--- Start Document excerpt ---
Labour reveals the true impact of Tory education cuts in Wandsworth

Schools in Wandsworth schools are facing cuts of £7.7m by 2020/21, according to figures recently released by the National Education Union (NEU).

According to Cllr Jeremy Ambache, Labour’s Speaker on education, “action by parents to oppose schools cuts have forced the government to U-turn on their proposed funding cuts, but their revised proposals would still cost schools in Wandsworth the equivalent of over 150 teachers across the borough. We can credit parent power for forcing this change but would encourage parents to keep the pressure up and the Council to stand alongside them”.

Cllr Jeremy Ambache

Cllr Ambache points to several schools in the borough that are already having to lose teachers, combine subject areas, reduce the provision of arts subjects, cut afterschool provisions and ask parents for increased contributions, in order to save money. These include a secondary school which is not replacing 10 teachers and 5 teaching assistants, a primary school which is not replacing 4 teachers and another primary school which has cut the hours it pays its teaching assistants.

Cllr Ambache said: “schools in Wandsworth are facing a double whammy; they are being forced to meet unfunded extra costs to pay for pensions, national insurance, business rates, apprenticeship levy and the national minimum wage and from next year they are facing budget cuts as part of the Government’s so called fairer-funding formula”.  He added: “of course the impact of these cuts is greater for the least well off pupils whose parents are not able to pay for their children to participate in arts and sport outside school”.
--- End Document excerpt ---
--- Start Entries supplied ---
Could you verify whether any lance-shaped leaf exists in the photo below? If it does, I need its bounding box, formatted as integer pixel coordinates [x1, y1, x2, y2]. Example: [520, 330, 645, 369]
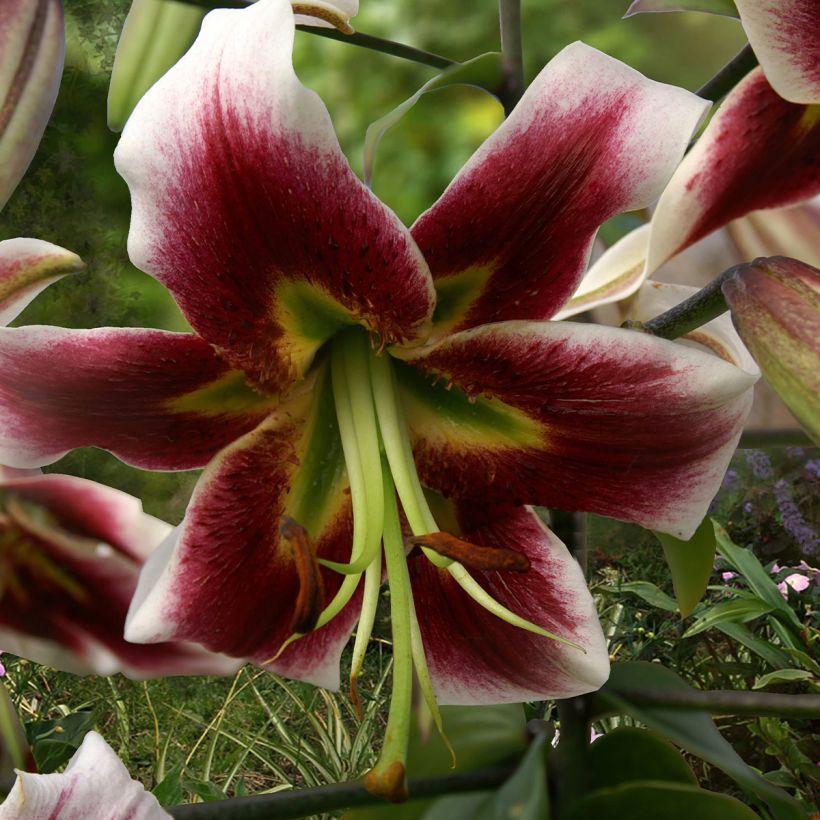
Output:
[0, 0, 65, 209]
[409, 503, 609, 705]
[0, 326, 277, 470]
[624, 0, 737, 17]
[0, 239, 84, 327]
[723, 257, 820, 443]
[0, 732, 171, 820]
[125, 368, 360, 689]
[115, 0, 434, 391]
[735, 0, 820, 103]
[413, 43, 708, 334]
[0, 468, 237, 678]
[645, 68, 820, 275]
[392, 322, 757, 538]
--- End Entries supplied ---
= Request 1 =
In the article on Wandsworth school cuts, how many teachers is one primary school not replacing?
= Request 2 =
Reproduce the stretch of the Wandsworth school cuts article from "Labour reveals the" through "Education Union (NEU).".
= Request 3 =
Proceed with the article on Wandsworth school cuts, writing on from its final sentence.

= Task response 1 =
4 teachers.

= Task response 2 =
Labour reveals the true impact of Tory education cuts in Wandsworth

Schools in Wandsworth schools are facing cuts of £7.7m by 2020/21, according to figures recently released by the National Education Union (NEU).

= Task response 3 =
Cllr Ambache concluded: “Given that the Secretary of State for Education is herself a Wandsworth MP, this Council is ideally-placed to lobby the government to rethink their funding cut proposals for schools, as other Conservative Councils have done. We are told that conversations are taking place behind closed doors but given the enormity of the funding cuts faced by Wandsworth Schools, it is time that this Council publically put the education of our children at the top of their political agenda and stood up for teachers, parents and children in this borough by demanding a Government rethink. Tonight in Full Council I will be asking Wandsworth Council to do just that.”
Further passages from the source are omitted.